═════ 阅读文本

本人菜鸟一枚,此文章用于记录所学知识点,如有错误,望各位大佬指点,我及时更正!
核心概念-
索引
相当于MySQL中数据库的概念 -
文档
相当于MySQL中一行数据的概念
注意:在ElasticSearch中 所有的数据操作都是以JSON格式表示
架构仍在学习当中。。。
IK分词器- 最少切分算法 ik_smart,示例
GET _analyze //分词器
{
"analyzer": "ik_smart", //分词要求
"text": "罗老师喜欢讲张三" //具体文本
}
//返回结果
{
"tokens" : [
{
"token" : "罗",
"start_offset" : 0,
"end_offset" : 1,
"type" : "CN_CHAR",
"position" : 0
},
{
"token" : "老师",
"start_offset" : 1,
"end_offset" : 3,
"type" : "CN_WORD",
"position" : 1
},
{
"token" : "喜欢",
"start_offset" : 3,
"end_offset" : 5,
"type" : "CN_WORD",
"position" : 2
},
{
"token" : "讲",
"start_offset" : 5,
"end_offset" : 6,
"type" : "CN_CHAR",
"position" : 3
},
{
"token" : "张三",
"start_offset" : 6,
"end_offset" : 8,
"type" : "CN_WORD",
"position" : 4
}
]
}
- 最细粒度划分算法 ik_max_word示例
GET _analyze
{
"analyzer": "ik_max_word", //除了输入文本,elasticSearch也会把出现在它词库里的词分开
"text": "罗老师喜欢讲张三"
}
//返回结果
{
"tokens" : [
{
"token" : "罗",
"start_offset" : 0,
"end_offset" : 1,
"type" : "CN_CHAR",
"position" : 0
},
{
"token" : "老师",
"start_offset" : 1,
"end_offset" : 3,
"type" : "CN_WORD",
"position" : 1
},
{
"token" : "喜欢",
"start_offset" : 3,
"end_offset" : 5,
"type" : "CN_WORD",
"position" : 2
},
{
"token" : "讲",
"start_offset" : 5,
"end_offset" : 6,
"type" : "CN_CHAR",
"position" : 3
},
{
"token" : "张三",
"start_offset" : 6,
"end_offset" : 8,
"type" : "CN_WORD",
"position" : 4
},
{
"token" : "三",
"start_offset" : 7,
"end_offset" : 8,
"type" : "TYPE_CNUM",
"position" : 5
}
]
}
基本操作命令
索引操作命令
PUT /test1 //创建索引 test1 DELETe /test1 //删除索引 GET /_cat/indices?v //查看索引状态文档操作命令
PUT /test1/doc/1 //单挑数据插入 索引: test1 类型:doc Id: 1
{
"name": "张三"

══════════

**任务:**
从这篇 ElasticSearch 学习笔记停下的地方接着续写。 这些记录在此不起任何作用。

═════ 所给记录

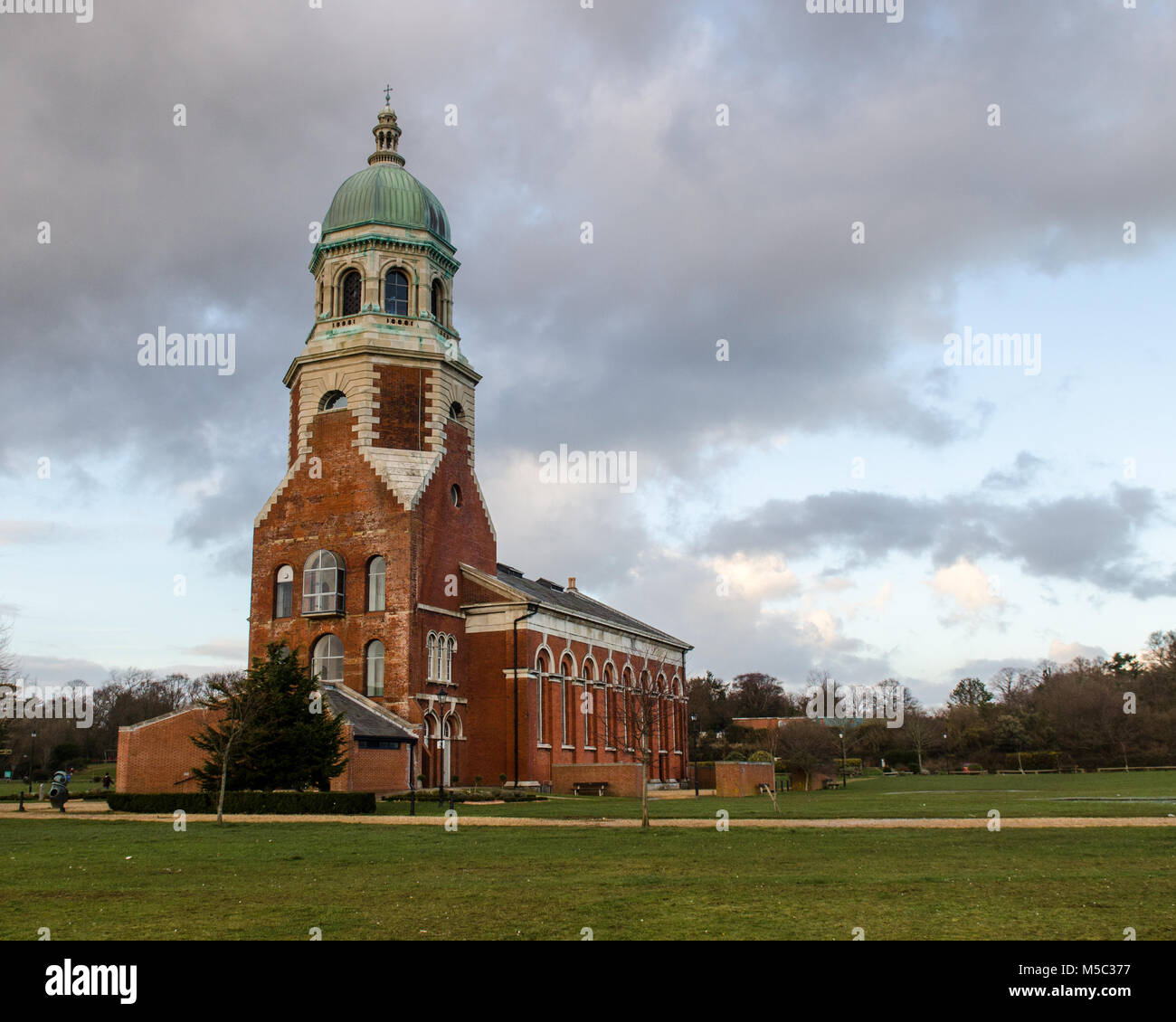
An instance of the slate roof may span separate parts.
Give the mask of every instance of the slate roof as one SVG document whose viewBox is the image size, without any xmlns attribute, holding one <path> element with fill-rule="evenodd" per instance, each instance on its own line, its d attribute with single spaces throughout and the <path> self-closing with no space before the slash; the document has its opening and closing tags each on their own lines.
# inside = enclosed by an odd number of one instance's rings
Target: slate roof
<svg viewBox="0 0 1176 1022">
<path fill-rule="evenodd" d="M 359 693 L 342 686 L 322 684 L 322 694 L 333 716 L 346 717 L 358 739 L 396 739 L 415 742 L 416 735 L 401 727 L 400 720 Z"/>
<path fill-rule="evenodd" d="M 609 607 L 599 600 L 593 600 L 580 592 L 570 593 L 562 586 L 548 582 L 546 579 L 524 579 L 517 569 L 510 568 L 507 565 L 497 566 L 497 580 L 502 585 L 517 590 L 523 599 L 530 602 L 554 607 L 573 615 L 595 617 L 608 624 L 615 624 L 619 628 L 647 635 L 650 639 L 656 639 L 659 642 L 677 646 L 681 649 L 694 649 L 690 643 L 676 639 L 668 632 L 654 628 L 652 624 L 646 624 L 644 621 L 639 621 L 636 617 L 622 614 L 615 607 Z"/>
</svg>

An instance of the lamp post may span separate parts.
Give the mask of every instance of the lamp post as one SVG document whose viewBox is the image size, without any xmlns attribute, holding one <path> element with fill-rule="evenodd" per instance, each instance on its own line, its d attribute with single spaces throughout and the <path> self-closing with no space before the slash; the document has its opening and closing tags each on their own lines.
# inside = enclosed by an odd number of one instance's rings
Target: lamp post
<svg viewBox="0 0 1176 1022">
<path fill-rule="evenodd" d="M 846 787 L 846 733 L 837 732 L 837 737 L 841 739 L 841 787 Z"/>
<path fill-rule="evenodd" d="M 694 797 L 699 797 L 699 715 L 690 714 L 690 766 L 694 767 Z"/>
</svg>

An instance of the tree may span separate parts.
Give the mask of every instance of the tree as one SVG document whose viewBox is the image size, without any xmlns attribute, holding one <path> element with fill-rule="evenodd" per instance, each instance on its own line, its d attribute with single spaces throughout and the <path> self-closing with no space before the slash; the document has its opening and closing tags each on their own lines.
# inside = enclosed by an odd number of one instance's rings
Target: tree
<svg viewBox="0 0 1176 1022">
<path fill-rule="evenodd" d="M 789 770 L 804 773 L 804 790 L 813 771 L 829 762 L 836 752 L 833 733 L 814 720 L 796 721 L 781 729 L 781 753 Z"/>
<path fill-rule="evenodd" d="M 641 827 L 649 826 L 649 769 L 654 759 L 654 736 L 661 728 L 660 694 L 641 679 L 634 688 L 621 689 L 616 713 L 617 733 L 636 752 L 641 762 Z"/>
<path fill-rule="evenodd" d="M 347 766 L 343 721 L 322 704 L 309 664 L 270 643 L 245 676 L 212 676 L 202 704 L 219 710 L 192 741 L 208 759 L 193 773 L 206 790 L 326 790 Z M 220 816 L 218 809 L 218 817 Z"/>
<path fill-rule="evenodd" d="M 1001 748 L 1014 749 L 1017 754 L 1017 769 L 1023 774 L 1021 749 L 1025 743 L 1025 726 L 1020 714 L 1004 714 L 996 719 L 996 743 Z"/>
<path fill-rule="evenodd" d="M 699 719 L 699 730 L 708 734 L 723 730 L 730 723 L 727 686 L 709 670 L 706 676 L 686 682 L 687 714 Z"/>
<path fill-rule="evenodd" d="M 784 689 L 770 674 L 737 674 L 729 697 L 731 716 L 786 716 L 791 709 Z"/>
<path fill-rule="evenodd" d="M 951 695 L 948 696 L 950 706 L 967 706 L 977 709 L 988 706 L 991 701 L 993 694 L 984 688 L 984 682 L 978 677 L 961 679 L 960 683 L 951 689 Z"/>
<path fill-rule="evenodd" d="M 902 733 L 910 740 L 918 757 L 918 773 L 923 773 L 923 749 L 931 741 L 931 736 L 938 729 L 936 721 L 923 713 L 923 708 L 916 702 L 907 708 L 902 720 Z M 940 732 L 942 734 L 942 730 Z"/>
</svg>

══════════

**回答:**
}
GET /test1/doc/1 //查看数据
POST /test1/doc/1/_update //修改数据
{
"doc": {"name": "张三2号"}
}
DELETE /test1/doc/1 //删除数据
POST /test1/doc/_bulk //批量插入
{"index":{"_id": "1"}}
{"name": "张三1号","age":1,"tel": 111,"father":"1号父亲","nickName":"小三三1号"}
{"index":{"_id": "2"}}
{"name": "张三2号","age":2,"tel": 222,"father":"2号父亲","nickName":"小三三2号"}
{"index":{"_id": "3"}}
{"name": "张三3号","age":3,"tel": 333,"father":"3号父亲","nickName":"小三三3号"}
{"index":{"_id": "4"}}
{"name": "张三4号","age":4,"tel": 444,"father":"4号父亲","nickName":"小三三4号"}
{"index":{"_id": "5"}}
{"name": "张三5号","age":5,"tel": 555,"father":"5号父亲","nickName":"小三三5号"}
{"index":{"_id": "6"}}
{"name": "张三6号","age":6,"tel": 666,"father":"6号父亲","nickName":"小三三6号"}
{"index":{"_id": "7"}}
{"name": "张三7号","age":7,"tel": 777,"father":"7号父亲","nickName":"小三三7号"}
{"index":{"_id": "8"}}
{"name": "张三8号","age":8,"tel": 888,"father":"8号父亲","nickName":"小三三8号"}
{"index":{"_id": "9"}}
{"name": "张三9号","age":9,"tel": 999,"father":"9号父亲","nickName":"小三三9号"}
数据搜索命令
基础数据搜索命令
- 搜索全部
GET /test1/_search
{
"query": {"match_all": {}},
}
- 分页搜索全部
GET /test1/_search
{
"query": {"match_all": {}},
"from": 1,
"size": 5
}
- 按照指定字段降序排列
GET /test1/_search
{
"query": {"match_all": {}},
"sort": {"tel": "desc"}
}
- 搜索并返回指定字段
GET /test1/_search
{
"query": {"match_all": {}},
"_source": ["name" , "tel"]
}
- 匹配搜索
{
"query": {
"match": {
"father": "三三3号" //对于文本类型是模糊匹配
"tel": 222 //对于数值类型是精准匹配
}
}
}
- 短语匹配搜索
GET /test1/_search
{
"query": {
"match_phrase": {
"father": "号 父亲"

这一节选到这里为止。